**TRY IT:**
This exercise asks for the records to be retyped exactly as they read.

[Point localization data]

□ □ □ □

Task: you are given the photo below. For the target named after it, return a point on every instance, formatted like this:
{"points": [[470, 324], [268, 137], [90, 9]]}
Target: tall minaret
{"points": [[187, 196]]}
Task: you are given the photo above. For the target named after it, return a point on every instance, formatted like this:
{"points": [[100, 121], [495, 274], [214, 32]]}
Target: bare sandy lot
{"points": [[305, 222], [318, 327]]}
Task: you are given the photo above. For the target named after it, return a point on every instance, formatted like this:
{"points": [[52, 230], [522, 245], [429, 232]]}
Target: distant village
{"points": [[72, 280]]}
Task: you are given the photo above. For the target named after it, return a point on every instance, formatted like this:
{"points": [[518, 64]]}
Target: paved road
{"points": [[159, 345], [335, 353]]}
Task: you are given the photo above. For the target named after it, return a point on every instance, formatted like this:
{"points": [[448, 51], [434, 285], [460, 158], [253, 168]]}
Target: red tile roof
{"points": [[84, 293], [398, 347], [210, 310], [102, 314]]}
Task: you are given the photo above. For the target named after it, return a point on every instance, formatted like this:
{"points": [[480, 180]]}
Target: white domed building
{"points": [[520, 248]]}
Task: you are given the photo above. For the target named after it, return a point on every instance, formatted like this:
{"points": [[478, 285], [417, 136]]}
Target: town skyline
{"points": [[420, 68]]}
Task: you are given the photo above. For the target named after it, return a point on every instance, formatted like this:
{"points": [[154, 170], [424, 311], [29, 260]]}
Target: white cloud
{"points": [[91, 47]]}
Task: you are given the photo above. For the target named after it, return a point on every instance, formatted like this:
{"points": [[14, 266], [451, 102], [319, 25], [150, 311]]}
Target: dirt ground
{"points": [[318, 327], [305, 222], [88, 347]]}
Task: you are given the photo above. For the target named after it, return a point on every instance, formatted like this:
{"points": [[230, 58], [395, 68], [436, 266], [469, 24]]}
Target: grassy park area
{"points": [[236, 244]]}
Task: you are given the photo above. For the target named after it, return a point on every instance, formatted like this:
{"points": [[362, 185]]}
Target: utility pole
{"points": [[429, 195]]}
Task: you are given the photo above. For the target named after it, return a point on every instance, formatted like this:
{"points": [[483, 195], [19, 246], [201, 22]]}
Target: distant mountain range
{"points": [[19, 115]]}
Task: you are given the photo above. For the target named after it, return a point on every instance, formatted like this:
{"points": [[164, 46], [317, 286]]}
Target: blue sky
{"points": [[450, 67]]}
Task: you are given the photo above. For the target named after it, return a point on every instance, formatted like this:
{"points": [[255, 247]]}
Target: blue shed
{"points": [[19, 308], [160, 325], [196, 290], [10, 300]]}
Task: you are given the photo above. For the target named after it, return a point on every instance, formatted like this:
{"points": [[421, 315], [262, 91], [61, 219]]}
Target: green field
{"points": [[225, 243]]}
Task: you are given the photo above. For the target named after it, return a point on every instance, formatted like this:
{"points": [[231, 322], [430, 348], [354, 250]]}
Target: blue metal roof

□ □ □ □

**TASK RESPONSE:**
Task: you are given the photo below. For the target named after it, return a point on every instance, formatted like this:
{"points": [[470, 324], [268, 137], [90, 9]]}
Target: tall minaret
{"points": [[187, 196]]}
Task: you are given the photo above. For the target named after it, return a point on every instance, formatted like this:
{"points": [[100, 121], [495, 274], [214, 32]]}
Target: bare sandy lot
{"points": [[305, 222], [318, 327]]}
Task: you are given the photo above. For the target named after it, return a point on every instance, formatted like this:
{"points": [[52, 230], [522, 245], [429, 232]]}
Target: distant village
{"points": [[72, 280]]}
Task: you are given the photo above. For the target named after it, return a point on every instance, formatted like this:
{"points": [[518, 64]]}
Target: paved road
{"points": [[159, 345], [335, 353]]}
Task: you are given the photo above. For the target named after it, return a point on every instance, formatted like this:
{"points": [[448, 51], [434, 285], [460, 158], [253, 168]]}
Target: red tile roof
{"points": [[84, 293], [398, 347], [210, 310], [102, 314]]}
Task: you are given the photo above. For the target named after it, return a point on every instance, formatted like this:
{"points": [[480, 180]]}
Target: white domed building
{"points": [[520, 248]]}
Task: you are given the photo above. For the target named after it, return a point on every instance, formatted like this:
{"points": [[478, 285], [417, 136]]}
Target: town skyline
{"points": [[420, 68]]}
Task: you are given the photo above. For the target named after it, return a point on every instance, formatted like this:
{"points": [[154, 170], [424, 311], [29, 260]]}
Target: white cloud
{"points": [[91, 47]]}
Task: you are given the photo above. For the target named after it, return a point on every instance, formatted like this:
{"points": [[14, 266], [451, 102], [319, 25], [150, 311]]}
Target: dirt ground
{"points": [[318, 327], [305, 222], [88, 347]]}
Task: you are given the photo above. For the target named after it, return a point on every instance, formatted like this:
{"points": [[230, 58], [395, 68], [436, 266], [469, 24]]}
Target: grassy park area
{"points": [[236, 244]]}
Task: you are given the photo above. For the target named after it, return a point on every instance, formatted like this:
{"points": [[362, 185]]}
Target: utility pole
{"points": [[429, 195]]}
Task: you are given the photo above. For the target named after it, return a point on every instance, formatted like this:
{"points": [[483, 195], [19, 246], [201, 22]]}
Target: distant mountain range
{"points": [[19, 115]]}
Task: you are given the photo above. For the target named after it, return a point on every instance, formatted like this:
{"points": [[164, 46], [317, 286]]}
Target: blue sky
{"points": [[450, 67]]}
Task: you are given the photo above. For the target named after it, return a point on every instance, formatted like this:
{"points": [[255, 247]]}
Target: blue shed
{"points": [[19, 308], [160, 325], [196, 290], [10, 300]]}
Task: you are given the photo above. For the target named after it, return a point on every instance, formatted like this:
{"points": [[421, 315], [262, 91], [61, 219]]}
Target: green field
{"points": [[225, 243]]}
Task: you are given the photo above. For the target named after it, return a point on every instance, formatted like this:
{"points": [[231, 322], [430, 348], [354, 250]]}
Target: blue metal roof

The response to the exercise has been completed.